Assignment:
Please output exactly the run of lines that starts at the line with "of the onion;" and ends at the last line of the records below.

Referring expression pointing data:
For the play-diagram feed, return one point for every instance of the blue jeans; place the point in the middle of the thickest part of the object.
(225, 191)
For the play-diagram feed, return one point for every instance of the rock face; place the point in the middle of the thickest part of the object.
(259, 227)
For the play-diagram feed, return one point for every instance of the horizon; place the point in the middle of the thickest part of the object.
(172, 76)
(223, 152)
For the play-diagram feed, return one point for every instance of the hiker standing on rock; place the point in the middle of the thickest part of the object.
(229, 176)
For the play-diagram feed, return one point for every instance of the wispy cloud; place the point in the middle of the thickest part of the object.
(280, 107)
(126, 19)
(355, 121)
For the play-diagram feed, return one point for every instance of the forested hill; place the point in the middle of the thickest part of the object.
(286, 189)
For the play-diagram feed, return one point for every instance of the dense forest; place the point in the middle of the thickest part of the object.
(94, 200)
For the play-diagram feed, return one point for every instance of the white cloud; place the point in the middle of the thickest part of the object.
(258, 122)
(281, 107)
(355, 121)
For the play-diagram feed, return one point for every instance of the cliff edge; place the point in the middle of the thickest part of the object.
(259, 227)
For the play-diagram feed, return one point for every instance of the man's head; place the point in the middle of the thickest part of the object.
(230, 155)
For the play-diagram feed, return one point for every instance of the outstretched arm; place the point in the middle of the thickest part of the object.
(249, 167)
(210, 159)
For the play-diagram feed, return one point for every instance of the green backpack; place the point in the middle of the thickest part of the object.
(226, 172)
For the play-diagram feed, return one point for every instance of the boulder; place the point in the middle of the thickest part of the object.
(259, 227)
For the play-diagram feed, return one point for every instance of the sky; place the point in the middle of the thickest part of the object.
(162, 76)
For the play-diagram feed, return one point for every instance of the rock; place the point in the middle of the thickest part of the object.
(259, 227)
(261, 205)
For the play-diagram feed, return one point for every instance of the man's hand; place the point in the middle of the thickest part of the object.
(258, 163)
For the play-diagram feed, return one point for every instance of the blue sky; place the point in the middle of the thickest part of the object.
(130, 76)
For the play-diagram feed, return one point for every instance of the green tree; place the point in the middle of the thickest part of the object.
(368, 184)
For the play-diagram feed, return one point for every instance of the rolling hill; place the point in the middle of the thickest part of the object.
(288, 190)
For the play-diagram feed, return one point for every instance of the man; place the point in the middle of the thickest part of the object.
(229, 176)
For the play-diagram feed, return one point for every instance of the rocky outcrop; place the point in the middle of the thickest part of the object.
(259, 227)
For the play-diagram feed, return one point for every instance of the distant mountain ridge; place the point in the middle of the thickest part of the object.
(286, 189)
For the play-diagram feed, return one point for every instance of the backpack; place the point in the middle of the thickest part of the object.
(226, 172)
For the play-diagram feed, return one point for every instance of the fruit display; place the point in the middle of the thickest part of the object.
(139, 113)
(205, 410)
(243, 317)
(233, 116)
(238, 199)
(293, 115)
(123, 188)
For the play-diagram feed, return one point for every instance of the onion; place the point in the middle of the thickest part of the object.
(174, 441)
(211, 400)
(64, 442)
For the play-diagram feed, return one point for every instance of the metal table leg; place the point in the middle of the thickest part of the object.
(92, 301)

Reply to the task:
For the play-diagram feed, return one point for every instance of the onion; place the point in the middle of the thickest part of the object.
(174, 441)
(211, 400)
(64, 442)
For the play-diagram feed, return one point for every instance of the metal table leg; place the point in the middle of the thickest part of the object.
(92, 301)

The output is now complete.